• _Task objective_
Select each line of the entries below that contains the word "chair", and copy those lines.

• _Stored rows_
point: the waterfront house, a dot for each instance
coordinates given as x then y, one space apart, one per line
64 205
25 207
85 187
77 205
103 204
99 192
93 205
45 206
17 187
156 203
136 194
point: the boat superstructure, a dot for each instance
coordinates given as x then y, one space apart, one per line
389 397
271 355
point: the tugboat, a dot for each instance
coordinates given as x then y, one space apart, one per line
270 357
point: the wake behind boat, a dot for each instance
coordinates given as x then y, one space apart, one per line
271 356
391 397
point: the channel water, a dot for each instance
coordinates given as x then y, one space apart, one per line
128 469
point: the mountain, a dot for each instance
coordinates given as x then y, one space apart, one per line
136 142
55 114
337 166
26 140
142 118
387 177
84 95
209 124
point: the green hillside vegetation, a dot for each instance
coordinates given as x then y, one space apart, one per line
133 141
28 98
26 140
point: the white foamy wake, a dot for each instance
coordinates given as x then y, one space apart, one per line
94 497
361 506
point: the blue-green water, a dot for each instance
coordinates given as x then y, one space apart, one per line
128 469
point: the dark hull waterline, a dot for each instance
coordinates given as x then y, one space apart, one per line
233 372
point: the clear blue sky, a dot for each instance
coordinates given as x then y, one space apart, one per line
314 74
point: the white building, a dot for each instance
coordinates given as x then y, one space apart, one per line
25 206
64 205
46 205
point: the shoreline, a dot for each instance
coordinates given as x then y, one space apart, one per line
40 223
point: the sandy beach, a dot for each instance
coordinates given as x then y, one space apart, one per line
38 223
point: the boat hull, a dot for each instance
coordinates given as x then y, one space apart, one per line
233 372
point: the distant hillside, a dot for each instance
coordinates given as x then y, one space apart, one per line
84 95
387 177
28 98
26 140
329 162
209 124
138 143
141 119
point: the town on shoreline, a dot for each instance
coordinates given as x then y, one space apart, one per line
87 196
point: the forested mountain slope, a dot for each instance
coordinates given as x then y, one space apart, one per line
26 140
* * *
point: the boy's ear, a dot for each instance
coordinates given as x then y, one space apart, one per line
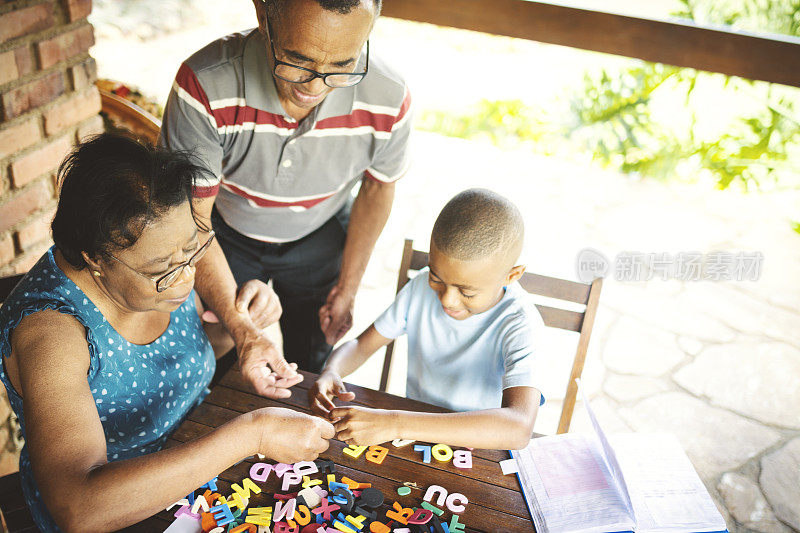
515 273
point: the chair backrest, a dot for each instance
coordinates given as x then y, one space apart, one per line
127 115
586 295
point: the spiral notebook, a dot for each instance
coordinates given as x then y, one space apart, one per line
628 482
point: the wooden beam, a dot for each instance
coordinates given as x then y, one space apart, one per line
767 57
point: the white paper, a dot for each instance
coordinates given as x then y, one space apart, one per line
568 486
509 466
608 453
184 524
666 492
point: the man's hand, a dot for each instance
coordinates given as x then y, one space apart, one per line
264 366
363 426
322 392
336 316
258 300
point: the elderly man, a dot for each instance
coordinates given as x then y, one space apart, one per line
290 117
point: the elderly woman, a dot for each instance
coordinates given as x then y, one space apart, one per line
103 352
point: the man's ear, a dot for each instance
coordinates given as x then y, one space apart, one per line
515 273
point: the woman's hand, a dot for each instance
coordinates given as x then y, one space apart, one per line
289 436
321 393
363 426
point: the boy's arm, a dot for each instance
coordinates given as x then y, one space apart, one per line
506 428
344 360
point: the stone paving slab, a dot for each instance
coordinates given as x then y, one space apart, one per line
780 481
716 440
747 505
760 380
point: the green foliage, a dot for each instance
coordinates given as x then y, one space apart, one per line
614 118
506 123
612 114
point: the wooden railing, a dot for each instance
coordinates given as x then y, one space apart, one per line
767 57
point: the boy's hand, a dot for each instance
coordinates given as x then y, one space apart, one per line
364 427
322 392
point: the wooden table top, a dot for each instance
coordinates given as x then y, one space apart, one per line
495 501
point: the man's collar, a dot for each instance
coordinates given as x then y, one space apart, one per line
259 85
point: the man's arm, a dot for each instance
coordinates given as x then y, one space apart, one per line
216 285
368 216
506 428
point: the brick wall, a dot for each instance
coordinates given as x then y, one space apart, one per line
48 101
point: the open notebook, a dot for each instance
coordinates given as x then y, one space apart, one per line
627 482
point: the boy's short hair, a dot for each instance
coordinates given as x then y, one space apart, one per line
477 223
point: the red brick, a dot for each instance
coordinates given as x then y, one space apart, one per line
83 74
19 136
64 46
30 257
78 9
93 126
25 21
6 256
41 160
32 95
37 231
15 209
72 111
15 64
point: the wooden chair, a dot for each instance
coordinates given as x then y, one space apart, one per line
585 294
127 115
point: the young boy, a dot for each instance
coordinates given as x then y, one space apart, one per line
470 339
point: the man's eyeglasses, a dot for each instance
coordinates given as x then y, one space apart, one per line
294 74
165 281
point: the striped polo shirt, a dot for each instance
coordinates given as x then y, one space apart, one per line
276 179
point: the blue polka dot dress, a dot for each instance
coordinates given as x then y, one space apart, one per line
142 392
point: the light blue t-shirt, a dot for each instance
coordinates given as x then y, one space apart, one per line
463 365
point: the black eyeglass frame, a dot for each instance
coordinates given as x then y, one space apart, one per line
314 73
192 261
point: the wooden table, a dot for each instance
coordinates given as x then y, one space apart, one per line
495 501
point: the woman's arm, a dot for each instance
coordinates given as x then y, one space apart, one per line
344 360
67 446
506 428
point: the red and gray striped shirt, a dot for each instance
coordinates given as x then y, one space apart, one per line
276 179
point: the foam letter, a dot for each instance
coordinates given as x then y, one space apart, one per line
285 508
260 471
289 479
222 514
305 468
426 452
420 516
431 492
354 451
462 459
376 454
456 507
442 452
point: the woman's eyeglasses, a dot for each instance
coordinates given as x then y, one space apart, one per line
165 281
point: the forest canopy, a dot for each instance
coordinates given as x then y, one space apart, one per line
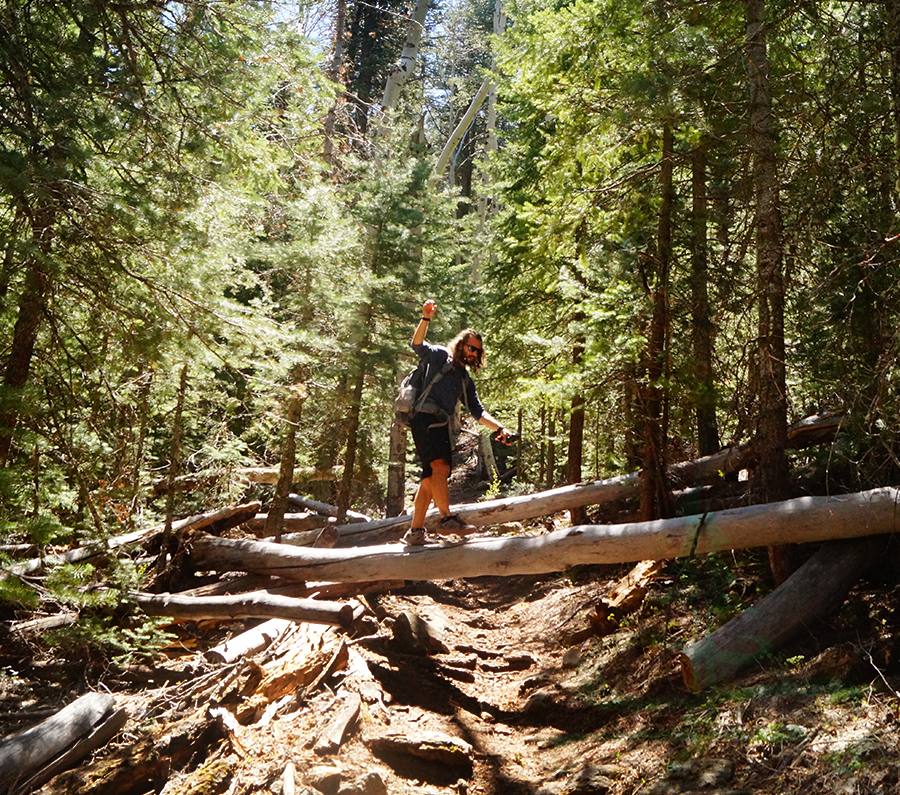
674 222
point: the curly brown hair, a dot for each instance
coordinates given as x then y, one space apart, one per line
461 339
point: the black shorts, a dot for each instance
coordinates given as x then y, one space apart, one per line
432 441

• _The reply_
point: the chair backrest, a dot for each instance
point: the wooden chair, a dot for each instance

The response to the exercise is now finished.